-------- Material shown --------
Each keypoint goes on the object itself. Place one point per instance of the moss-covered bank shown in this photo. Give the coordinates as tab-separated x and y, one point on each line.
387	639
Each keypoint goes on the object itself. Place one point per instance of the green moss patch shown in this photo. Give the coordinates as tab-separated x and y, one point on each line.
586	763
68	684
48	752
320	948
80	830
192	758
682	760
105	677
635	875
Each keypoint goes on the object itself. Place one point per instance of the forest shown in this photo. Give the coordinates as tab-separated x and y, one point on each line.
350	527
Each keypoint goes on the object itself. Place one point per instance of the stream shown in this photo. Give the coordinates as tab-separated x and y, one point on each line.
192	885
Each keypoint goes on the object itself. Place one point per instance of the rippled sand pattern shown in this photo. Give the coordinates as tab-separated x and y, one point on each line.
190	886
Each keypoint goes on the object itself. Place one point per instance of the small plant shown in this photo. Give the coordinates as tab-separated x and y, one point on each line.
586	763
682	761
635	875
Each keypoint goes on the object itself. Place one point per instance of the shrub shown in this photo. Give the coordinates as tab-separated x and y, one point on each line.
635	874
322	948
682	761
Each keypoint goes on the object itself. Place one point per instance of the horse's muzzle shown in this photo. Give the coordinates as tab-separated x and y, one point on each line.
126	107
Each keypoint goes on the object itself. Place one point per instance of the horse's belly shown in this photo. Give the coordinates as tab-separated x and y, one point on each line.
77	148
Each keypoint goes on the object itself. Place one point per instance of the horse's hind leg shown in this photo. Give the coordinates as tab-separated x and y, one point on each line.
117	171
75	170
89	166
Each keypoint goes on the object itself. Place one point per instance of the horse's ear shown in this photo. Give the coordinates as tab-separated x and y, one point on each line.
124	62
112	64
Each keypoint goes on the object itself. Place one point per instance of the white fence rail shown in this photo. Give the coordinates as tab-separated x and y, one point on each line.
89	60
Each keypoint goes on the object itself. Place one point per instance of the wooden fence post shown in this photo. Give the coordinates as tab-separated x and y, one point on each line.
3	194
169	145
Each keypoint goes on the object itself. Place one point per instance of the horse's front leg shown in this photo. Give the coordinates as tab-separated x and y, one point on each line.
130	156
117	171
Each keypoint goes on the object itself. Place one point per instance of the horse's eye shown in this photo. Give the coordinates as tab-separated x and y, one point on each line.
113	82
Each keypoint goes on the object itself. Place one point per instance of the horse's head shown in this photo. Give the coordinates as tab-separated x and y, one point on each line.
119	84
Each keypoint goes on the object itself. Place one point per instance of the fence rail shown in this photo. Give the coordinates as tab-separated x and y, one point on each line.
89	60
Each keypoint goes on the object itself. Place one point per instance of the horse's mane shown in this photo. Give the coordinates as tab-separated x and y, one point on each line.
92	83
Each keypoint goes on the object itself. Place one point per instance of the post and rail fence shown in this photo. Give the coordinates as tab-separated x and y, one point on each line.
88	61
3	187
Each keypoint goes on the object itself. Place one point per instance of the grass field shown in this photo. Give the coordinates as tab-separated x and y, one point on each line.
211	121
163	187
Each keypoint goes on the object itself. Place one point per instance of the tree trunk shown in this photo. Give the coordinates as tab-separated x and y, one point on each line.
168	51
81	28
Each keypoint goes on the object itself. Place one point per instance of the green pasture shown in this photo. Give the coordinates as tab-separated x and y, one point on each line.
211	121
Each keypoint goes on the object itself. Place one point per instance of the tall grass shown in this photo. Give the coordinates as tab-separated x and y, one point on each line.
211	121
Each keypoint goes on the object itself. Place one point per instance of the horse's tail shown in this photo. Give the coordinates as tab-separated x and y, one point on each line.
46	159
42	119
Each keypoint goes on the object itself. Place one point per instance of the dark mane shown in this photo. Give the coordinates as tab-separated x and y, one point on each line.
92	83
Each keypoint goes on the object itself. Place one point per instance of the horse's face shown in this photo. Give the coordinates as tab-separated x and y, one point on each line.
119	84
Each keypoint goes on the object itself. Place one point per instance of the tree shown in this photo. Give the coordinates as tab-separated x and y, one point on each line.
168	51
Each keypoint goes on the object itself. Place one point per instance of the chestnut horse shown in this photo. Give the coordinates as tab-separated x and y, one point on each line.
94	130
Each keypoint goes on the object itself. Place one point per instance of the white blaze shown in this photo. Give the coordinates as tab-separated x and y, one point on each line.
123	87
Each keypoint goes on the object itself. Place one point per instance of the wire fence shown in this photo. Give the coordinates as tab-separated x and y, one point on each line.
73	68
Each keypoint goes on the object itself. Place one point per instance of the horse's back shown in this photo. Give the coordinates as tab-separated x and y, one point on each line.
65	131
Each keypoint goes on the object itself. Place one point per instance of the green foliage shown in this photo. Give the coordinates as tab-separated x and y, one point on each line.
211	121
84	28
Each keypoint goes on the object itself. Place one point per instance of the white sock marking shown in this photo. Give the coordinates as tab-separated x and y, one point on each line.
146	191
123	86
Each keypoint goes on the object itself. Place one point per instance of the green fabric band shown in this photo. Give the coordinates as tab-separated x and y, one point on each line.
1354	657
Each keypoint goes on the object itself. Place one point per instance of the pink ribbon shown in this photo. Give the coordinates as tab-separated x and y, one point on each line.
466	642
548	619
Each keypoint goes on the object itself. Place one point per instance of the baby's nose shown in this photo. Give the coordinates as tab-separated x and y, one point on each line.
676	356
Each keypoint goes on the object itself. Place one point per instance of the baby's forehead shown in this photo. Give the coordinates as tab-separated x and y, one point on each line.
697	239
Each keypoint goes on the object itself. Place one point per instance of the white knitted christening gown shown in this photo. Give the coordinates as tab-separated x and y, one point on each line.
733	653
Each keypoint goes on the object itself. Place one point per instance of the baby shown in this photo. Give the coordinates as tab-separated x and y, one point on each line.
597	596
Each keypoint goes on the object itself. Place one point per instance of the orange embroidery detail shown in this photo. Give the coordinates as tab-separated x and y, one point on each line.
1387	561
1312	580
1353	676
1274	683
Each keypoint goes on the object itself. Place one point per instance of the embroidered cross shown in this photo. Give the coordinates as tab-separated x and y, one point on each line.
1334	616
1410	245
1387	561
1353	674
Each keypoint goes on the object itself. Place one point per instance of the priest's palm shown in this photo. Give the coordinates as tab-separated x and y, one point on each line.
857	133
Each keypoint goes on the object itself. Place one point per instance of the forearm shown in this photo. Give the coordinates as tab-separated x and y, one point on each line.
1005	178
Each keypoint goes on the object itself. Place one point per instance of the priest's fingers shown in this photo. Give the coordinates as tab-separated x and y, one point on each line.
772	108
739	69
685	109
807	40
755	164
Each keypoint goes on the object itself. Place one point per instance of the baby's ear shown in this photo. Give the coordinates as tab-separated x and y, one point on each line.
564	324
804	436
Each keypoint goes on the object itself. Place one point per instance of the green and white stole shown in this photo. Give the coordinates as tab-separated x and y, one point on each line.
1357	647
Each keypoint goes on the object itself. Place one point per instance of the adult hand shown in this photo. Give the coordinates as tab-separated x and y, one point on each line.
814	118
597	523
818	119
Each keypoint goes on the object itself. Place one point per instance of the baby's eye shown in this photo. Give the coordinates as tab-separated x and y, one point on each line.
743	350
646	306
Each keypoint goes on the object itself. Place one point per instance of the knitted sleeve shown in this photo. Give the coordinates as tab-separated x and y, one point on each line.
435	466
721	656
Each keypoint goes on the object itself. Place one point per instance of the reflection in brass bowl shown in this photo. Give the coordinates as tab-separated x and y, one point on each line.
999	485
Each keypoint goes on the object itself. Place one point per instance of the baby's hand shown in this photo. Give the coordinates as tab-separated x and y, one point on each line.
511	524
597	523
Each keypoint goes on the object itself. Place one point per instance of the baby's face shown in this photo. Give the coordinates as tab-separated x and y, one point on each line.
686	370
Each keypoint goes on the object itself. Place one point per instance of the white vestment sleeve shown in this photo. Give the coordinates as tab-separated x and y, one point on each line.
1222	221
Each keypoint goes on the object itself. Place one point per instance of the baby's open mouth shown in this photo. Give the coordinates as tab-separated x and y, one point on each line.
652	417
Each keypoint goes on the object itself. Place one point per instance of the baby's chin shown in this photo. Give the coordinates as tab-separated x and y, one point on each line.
--------
-------- Material shown --------
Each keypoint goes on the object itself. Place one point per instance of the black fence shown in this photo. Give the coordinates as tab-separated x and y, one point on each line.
--------
-------- Material shown --------
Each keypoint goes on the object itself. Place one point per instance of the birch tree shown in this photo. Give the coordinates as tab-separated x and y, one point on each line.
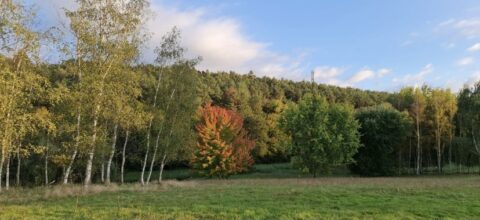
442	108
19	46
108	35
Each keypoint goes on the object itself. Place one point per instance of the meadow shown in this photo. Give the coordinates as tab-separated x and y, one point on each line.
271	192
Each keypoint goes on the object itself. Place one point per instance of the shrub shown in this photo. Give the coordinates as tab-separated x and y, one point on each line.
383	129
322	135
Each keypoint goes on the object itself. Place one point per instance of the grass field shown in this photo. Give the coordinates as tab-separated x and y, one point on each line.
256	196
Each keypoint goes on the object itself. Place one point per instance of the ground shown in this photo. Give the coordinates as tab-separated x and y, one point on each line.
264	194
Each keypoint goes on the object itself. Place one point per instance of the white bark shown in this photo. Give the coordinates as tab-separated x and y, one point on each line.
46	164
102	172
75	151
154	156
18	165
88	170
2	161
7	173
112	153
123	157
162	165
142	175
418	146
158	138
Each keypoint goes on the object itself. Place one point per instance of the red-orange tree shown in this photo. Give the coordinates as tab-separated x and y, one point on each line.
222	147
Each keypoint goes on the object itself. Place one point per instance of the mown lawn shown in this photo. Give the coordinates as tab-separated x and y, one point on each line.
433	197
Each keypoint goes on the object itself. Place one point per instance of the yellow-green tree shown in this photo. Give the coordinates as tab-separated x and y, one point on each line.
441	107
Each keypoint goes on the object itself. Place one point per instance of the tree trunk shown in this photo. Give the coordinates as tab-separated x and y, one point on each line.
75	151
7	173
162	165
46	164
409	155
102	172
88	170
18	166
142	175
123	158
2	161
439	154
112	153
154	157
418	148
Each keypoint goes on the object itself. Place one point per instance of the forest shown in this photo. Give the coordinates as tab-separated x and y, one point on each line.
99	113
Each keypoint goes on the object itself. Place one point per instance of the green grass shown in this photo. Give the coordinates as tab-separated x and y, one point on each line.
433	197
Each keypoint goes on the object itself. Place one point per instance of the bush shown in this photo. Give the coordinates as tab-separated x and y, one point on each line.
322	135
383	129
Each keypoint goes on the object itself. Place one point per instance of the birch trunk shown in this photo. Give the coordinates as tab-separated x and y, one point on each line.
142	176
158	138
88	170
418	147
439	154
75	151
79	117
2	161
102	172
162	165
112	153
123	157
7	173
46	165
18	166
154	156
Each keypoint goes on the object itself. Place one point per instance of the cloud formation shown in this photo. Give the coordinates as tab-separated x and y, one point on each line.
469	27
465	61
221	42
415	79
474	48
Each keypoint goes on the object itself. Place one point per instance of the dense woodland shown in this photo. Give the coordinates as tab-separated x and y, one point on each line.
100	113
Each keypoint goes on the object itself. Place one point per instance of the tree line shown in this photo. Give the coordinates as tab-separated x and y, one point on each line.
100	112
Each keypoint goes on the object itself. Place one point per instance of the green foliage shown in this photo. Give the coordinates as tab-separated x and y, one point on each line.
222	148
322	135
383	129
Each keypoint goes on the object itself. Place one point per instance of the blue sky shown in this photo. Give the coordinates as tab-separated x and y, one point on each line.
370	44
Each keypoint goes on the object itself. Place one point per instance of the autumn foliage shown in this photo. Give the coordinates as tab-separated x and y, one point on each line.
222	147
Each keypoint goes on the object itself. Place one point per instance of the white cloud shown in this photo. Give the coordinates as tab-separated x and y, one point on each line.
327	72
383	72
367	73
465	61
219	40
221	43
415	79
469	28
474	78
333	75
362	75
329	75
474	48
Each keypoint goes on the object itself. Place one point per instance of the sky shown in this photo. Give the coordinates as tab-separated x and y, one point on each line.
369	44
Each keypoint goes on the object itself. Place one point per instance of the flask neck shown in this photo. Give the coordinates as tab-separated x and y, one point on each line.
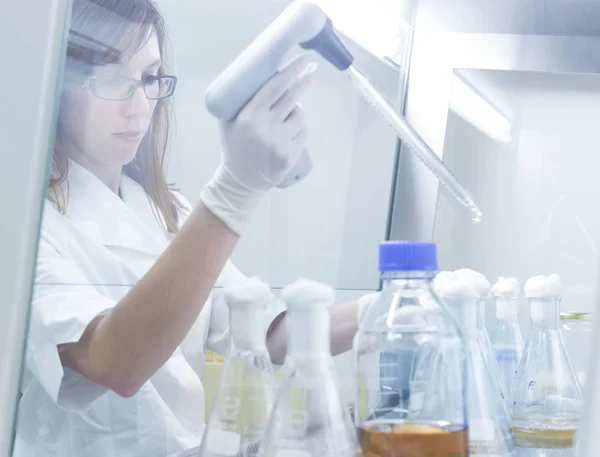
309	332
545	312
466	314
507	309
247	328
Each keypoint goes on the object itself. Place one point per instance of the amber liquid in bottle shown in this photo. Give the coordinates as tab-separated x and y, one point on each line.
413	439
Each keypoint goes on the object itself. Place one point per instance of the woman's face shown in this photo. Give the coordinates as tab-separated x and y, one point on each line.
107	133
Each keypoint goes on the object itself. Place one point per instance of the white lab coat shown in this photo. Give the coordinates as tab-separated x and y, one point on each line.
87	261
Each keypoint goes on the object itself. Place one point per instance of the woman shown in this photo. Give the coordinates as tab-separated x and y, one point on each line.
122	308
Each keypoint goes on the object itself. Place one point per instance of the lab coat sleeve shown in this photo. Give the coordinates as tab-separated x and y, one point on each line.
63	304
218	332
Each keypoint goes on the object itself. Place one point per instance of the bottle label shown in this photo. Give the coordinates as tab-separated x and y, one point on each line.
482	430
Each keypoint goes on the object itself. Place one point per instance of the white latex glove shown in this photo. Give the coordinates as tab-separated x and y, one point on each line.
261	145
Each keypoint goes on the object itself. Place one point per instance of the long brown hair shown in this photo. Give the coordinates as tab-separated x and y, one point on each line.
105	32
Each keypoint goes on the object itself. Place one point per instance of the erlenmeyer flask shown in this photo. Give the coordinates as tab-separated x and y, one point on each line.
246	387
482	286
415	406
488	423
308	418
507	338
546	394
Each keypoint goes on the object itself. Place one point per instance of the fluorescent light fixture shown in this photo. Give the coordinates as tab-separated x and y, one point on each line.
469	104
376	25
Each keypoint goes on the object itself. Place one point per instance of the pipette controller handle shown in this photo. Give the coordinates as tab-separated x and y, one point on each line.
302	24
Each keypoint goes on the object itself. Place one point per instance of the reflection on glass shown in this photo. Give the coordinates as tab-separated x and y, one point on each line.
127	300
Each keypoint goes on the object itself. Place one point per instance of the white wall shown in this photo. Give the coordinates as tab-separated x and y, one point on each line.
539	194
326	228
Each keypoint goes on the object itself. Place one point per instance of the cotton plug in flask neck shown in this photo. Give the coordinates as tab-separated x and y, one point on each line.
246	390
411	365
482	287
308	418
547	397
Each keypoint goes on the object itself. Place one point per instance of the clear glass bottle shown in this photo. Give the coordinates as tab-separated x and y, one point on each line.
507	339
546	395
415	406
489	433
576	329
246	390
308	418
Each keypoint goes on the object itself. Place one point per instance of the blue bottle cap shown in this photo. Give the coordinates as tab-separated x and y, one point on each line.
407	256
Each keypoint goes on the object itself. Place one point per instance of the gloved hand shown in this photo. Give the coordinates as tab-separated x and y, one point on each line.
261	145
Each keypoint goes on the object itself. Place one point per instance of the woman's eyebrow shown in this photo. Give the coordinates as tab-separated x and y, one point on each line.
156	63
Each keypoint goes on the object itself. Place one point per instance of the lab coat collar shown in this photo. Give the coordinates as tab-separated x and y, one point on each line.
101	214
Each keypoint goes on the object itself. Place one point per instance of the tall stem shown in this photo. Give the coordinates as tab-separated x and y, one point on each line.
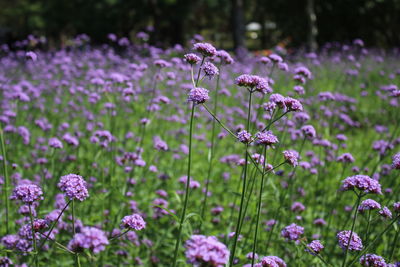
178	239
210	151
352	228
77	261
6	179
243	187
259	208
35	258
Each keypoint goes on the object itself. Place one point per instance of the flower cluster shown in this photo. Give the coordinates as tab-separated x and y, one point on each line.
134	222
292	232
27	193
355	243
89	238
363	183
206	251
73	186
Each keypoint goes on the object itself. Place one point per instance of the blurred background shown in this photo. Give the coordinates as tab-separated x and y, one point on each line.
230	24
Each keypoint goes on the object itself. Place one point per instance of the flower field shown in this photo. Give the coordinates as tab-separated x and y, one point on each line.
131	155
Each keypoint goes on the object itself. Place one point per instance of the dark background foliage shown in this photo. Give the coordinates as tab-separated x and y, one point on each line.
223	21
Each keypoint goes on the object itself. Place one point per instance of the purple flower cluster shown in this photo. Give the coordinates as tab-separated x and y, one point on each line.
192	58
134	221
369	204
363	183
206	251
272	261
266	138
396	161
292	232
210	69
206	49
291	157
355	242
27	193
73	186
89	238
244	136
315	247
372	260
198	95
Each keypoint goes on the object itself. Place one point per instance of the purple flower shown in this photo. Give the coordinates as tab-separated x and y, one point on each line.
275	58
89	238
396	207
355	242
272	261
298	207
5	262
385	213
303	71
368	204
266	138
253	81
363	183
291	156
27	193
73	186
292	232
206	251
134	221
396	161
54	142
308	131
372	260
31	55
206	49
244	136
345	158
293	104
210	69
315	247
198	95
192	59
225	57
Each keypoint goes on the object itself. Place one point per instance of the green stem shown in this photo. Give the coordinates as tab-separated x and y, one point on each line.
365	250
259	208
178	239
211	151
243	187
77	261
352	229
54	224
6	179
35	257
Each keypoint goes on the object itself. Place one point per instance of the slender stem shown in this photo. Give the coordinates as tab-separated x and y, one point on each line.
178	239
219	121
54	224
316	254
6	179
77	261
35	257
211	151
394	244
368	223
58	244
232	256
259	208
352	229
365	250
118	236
--------
Task goal —
Pick out each line of the material above that contains the word "coat", and copy those lines in full.

Response —
Each keypoint goes on the object itself. Place one point per instance of the white lab coat shown in this photo. Give the coordinates as tab-separated x and y, one point on each line.
Each keypoint goes on the object itself. Place one point per instance of the lab coat sleeve shown in this photo. Give the coordinates as tab-separated x and y, one point on each line.
Each keypoint goes on the object itself. Place one point per instance of the lab coat collar shown in this photo. Give the coordinates as tab-separated x and y, one point on each line.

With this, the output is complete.